=== 提示文 ===

眩いばかりの光と天にも昇るが如くのデヴィッド・ギルモアのギターに包まれ、酔いしれた、
ロイヤル・アルバート・ホール公演初日ライヴ・レポート。
デヴィッド・クロスビーとグラハム・ナッシュがゲスト参加!
ピンク・フロイドのデヴィッド・ギルモアの9年ぶりのソロ新作『飛翔』に合わせて、9月12日からスタートした“The Rattle Thar Lock World Tour”。これまでにクロアチア、イタリア、フランス、ドイツと4公演行なわれてきたが、遂に地元英国での凱旋公演、ロンドンの伝説的ロイヤル・アルバート・ホール5DAYS公演がスタート。9月23日行なわれた初日ライヴ・レポートを最速でお届けする。
photo@Shu Tomioka
コンサートは1部2部構成で途中休憩を挟みつつ、眩いばかりの光と天にも昇るが如くのギルモアのギターに包まれ、酔いしれた、トータル約3時間にも及ぶ凄まじいコンサートだった。ステージ上部には数々のピンク・フロイドのツアーで使用されてきた通称Mr.Screenと呼ばれている、巨大な円型スクリーンが設置され、そこから放たれる光の洪水、そして想像力を掻き立てる様々な神秘的な映像の数々は否が応にも、ピンク・フロイドを彷彿させるものであった。

===

問題 a: 次のリストから、「wall」という語を含む行をすべて集めて書き出してください。
このライヴ・レポートと、次に示すリストの間には関連がありません。

=== データ一覧 ===

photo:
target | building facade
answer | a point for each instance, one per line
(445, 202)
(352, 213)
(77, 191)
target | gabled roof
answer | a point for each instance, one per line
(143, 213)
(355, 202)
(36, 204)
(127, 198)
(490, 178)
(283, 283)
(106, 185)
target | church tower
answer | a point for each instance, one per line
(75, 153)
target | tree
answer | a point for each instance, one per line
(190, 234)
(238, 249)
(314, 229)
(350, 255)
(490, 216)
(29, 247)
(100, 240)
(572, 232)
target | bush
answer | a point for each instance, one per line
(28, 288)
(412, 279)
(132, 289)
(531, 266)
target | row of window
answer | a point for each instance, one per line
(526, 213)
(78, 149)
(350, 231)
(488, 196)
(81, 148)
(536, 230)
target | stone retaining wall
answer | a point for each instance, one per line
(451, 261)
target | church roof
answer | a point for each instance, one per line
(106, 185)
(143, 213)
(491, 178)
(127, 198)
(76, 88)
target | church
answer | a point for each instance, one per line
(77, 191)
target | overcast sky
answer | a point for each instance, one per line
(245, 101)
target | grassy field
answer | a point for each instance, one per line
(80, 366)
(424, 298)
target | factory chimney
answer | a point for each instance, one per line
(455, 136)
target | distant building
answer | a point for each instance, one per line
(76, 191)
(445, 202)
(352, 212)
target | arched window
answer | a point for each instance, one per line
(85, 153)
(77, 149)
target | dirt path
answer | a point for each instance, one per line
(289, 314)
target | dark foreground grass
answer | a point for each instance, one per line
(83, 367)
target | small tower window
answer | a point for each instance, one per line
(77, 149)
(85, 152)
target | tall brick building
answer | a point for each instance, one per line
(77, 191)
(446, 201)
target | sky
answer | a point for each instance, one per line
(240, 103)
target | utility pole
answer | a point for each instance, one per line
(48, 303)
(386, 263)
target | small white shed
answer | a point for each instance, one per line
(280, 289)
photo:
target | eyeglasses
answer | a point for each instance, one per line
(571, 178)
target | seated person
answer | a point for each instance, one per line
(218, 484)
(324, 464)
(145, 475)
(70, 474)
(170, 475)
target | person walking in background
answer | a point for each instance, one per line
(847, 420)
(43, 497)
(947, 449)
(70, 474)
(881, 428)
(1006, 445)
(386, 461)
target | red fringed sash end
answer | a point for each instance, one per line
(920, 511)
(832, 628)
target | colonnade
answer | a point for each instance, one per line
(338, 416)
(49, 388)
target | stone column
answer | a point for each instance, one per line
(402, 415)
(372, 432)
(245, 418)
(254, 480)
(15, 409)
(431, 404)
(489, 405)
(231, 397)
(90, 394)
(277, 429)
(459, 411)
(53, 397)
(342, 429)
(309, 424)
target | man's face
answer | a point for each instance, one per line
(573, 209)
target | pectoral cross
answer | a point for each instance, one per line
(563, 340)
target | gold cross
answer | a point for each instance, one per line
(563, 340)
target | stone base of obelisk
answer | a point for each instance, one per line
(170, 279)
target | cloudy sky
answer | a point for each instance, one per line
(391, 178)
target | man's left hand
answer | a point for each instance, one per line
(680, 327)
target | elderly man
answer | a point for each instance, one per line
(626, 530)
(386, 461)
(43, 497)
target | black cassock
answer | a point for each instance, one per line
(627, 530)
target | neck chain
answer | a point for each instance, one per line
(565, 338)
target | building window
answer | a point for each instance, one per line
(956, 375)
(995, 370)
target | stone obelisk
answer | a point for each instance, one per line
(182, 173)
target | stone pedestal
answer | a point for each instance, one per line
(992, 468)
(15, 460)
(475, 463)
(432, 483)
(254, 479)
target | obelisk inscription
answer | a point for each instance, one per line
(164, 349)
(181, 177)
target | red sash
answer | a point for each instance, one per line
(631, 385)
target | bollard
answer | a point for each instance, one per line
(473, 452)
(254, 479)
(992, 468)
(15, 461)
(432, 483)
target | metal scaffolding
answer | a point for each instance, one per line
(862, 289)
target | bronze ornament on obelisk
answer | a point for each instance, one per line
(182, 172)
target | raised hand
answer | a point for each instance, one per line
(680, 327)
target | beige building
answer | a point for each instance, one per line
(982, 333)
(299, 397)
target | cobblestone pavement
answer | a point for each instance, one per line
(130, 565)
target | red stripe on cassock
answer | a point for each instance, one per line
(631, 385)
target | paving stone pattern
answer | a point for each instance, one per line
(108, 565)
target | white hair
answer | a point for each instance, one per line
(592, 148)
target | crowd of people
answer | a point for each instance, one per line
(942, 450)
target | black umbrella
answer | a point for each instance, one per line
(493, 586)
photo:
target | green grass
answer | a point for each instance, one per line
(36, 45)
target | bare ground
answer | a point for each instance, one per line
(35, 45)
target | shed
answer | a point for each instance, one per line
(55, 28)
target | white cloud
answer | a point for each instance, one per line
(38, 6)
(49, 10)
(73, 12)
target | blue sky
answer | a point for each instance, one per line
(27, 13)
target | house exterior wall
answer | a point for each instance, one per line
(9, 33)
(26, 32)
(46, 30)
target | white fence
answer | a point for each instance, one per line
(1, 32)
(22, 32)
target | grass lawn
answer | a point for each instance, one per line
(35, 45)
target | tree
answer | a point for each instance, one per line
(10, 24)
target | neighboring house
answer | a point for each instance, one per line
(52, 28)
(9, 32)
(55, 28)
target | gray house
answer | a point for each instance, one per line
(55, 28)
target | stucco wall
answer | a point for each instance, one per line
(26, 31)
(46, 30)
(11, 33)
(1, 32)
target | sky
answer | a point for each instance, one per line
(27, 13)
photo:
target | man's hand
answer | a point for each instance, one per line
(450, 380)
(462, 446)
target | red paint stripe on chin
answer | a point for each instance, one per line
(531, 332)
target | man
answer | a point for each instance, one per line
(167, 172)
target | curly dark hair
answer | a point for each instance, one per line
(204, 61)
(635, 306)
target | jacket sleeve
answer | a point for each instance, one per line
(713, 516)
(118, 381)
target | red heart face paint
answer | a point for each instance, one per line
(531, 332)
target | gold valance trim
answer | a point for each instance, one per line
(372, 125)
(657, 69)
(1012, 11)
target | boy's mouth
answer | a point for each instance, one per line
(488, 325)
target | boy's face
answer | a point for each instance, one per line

===

問題 b: ライヴ・レポート全体を、一字も変えずに繰り返してください。

解答全文 a:
target | stone retaining wall
target | house exterior wall
target | stucco wall

解答全文 b:
眩いばかりの光と天にも昇るが如くのデヴィッド・ギルモアのギターに包まれ、酔いしれた、
ロイヤル・アルバート・ホール公演初日ライヴ・レポート。
デヴィッド・クロスビーとグラハム・ナッシュがゲスト参加!
ピンク・フロイドのデヴィッド・ギルモアの9年ぶりのソロ新作『飛翔』に合わせて、9月12日からスタートした“The Rattle Thar Lock World Tour”。これまでにクロアチア、イタリア、フランス、ドイツと4公演行なわれてきたが、遂に地元英国での凱旋公演、ロンドンの伝説的ロイヤル・アルバート・ホール5DAYS公演がスタート。9月23日行なわれた初日ライヴ・レポートを最速でお届けする。
photo@Shu Tomioka
コンサートは1部2部構成で途中休憩を挟みつつ、眩いばかりの光と天にも昇るが如くのギルモアのギターに包まれ、酔いしれた、トータル約3時間にも及ぶ凄まじいコンサートだった。ステージ上部には数々のピンク・フロイドのツアーで使用されてきた通称Mr.Screenと呼ばれている、巨大な円型スクリーンが設置され、そこから放たれる光の洪水、そして想像力を掻き立てる様々な神秘的な映像の数々は否が応にも、ピンク・フロイドを彷彿させるものであった。